[WHAT YOU WILL DO] Rewrite the material from the line containing "the sunflower bud" through the end of the material, inclusive, with "photograph" changed to "image" and everything else left as is.

Stored items
*****
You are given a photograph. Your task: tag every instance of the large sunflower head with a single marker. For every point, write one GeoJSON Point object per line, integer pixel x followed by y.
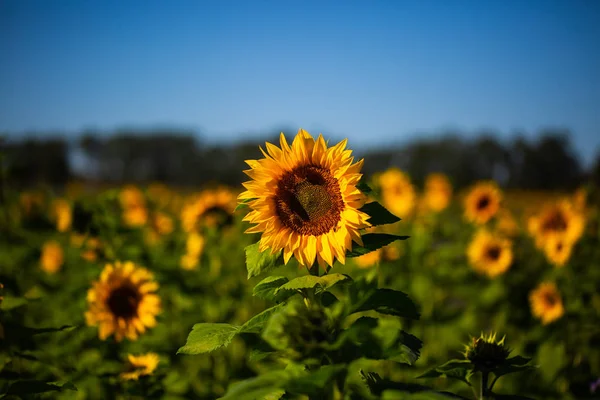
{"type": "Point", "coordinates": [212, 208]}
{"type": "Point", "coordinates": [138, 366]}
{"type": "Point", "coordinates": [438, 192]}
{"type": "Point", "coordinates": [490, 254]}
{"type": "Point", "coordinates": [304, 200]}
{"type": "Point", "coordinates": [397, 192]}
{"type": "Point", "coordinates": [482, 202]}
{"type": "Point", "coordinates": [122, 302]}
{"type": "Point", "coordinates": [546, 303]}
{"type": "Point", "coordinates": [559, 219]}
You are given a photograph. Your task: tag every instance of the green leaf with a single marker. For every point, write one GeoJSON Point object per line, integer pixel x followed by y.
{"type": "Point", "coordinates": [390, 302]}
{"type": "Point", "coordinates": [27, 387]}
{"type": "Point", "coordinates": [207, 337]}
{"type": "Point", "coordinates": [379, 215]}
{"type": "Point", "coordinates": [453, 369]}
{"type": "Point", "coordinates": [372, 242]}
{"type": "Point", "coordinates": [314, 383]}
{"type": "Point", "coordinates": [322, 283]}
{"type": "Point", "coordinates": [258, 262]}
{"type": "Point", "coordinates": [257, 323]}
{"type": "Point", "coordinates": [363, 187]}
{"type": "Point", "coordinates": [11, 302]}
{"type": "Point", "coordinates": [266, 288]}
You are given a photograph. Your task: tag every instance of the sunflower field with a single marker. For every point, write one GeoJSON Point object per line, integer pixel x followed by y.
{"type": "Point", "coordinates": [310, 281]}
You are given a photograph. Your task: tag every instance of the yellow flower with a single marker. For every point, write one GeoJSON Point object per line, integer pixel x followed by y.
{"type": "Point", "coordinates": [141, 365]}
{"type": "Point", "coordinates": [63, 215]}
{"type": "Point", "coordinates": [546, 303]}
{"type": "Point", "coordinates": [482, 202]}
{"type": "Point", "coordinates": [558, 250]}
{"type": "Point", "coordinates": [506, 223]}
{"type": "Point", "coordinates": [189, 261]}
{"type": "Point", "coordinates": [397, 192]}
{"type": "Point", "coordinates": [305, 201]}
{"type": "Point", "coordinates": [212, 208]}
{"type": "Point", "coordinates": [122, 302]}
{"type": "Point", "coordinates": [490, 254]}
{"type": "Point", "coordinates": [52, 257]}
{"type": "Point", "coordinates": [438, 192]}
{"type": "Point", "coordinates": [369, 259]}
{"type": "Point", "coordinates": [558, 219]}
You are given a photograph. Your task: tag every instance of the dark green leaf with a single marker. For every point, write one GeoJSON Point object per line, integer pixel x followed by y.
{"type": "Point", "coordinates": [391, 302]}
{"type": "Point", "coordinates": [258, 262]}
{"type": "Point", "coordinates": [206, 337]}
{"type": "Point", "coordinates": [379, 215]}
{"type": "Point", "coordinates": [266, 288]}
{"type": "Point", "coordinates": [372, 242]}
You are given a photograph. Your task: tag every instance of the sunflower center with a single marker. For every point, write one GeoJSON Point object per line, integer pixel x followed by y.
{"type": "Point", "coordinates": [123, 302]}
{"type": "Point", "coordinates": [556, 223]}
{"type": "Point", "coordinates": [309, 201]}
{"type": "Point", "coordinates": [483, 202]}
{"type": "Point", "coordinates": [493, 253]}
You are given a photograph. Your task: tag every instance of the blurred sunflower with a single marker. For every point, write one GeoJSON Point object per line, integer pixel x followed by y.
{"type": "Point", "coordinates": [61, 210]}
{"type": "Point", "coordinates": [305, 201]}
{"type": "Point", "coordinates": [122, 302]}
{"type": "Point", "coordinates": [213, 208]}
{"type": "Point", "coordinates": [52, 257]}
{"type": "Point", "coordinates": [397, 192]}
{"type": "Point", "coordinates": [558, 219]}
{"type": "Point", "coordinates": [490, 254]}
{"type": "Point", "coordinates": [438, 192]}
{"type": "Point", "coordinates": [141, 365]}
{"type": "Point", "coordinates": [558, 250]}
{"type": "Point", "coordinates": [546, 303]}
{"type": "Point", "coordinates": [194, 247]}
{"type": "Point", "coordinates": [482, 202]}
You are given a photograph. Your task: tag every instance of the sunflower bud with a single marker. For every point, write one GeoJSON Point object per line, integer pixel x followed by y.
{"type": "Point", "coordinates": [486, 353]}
*****
[FULL RESPONSE]
You are given a image. Your task: tag every instance of the sunflower bud with a single marker. For every point, write one GeoJSON Point object per line, integer pixel x followed by y.
{"type": "Point", "coordinates": [486, 353]}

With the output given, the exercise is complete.